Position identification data
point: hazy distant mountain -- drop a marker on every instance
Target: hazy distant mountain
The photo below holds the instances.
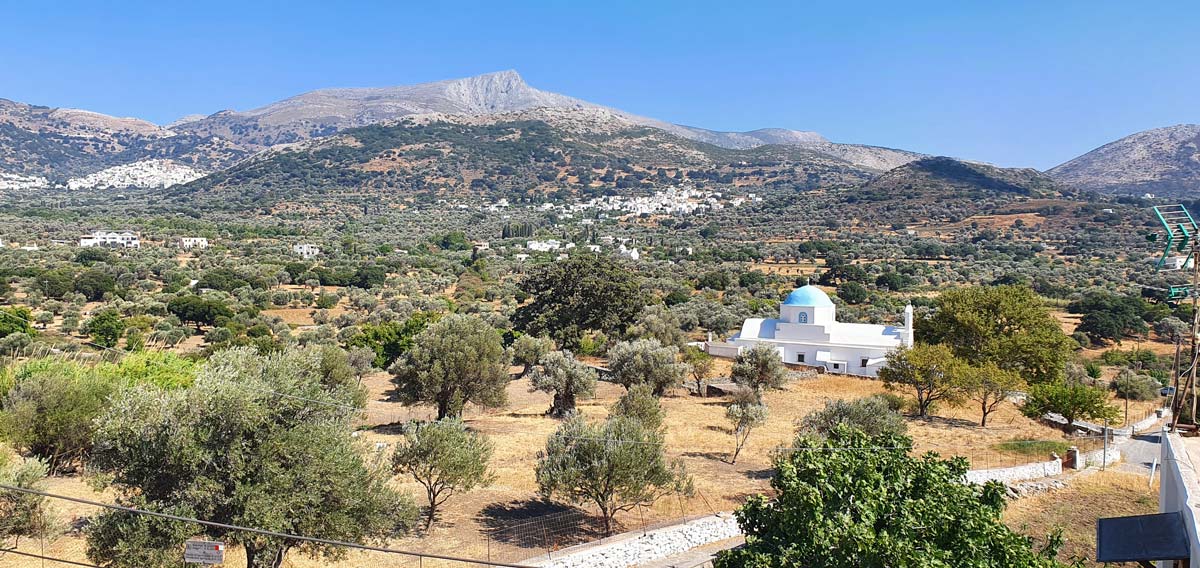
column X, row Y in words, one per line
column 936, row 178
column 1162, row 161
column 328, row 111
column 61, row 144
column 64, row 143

• Problem to solve: Lay out the stretch of the data from its start through the line containing "column 61, row 144" as a JSON list of strings, one string per line, with blank lines and pictures omitted.

• Full solution:
[
  "point: hazy distant mountain -- drop a marker on every instance",
  "Target: hazy distant mountain",
  "The photo below holds the instances.",
  "column X, row Y in words, one per line",
  "column 936, row 178",
  "column 1162, row 161",
  "column 328, row 111",
  "column 61, row 144"
]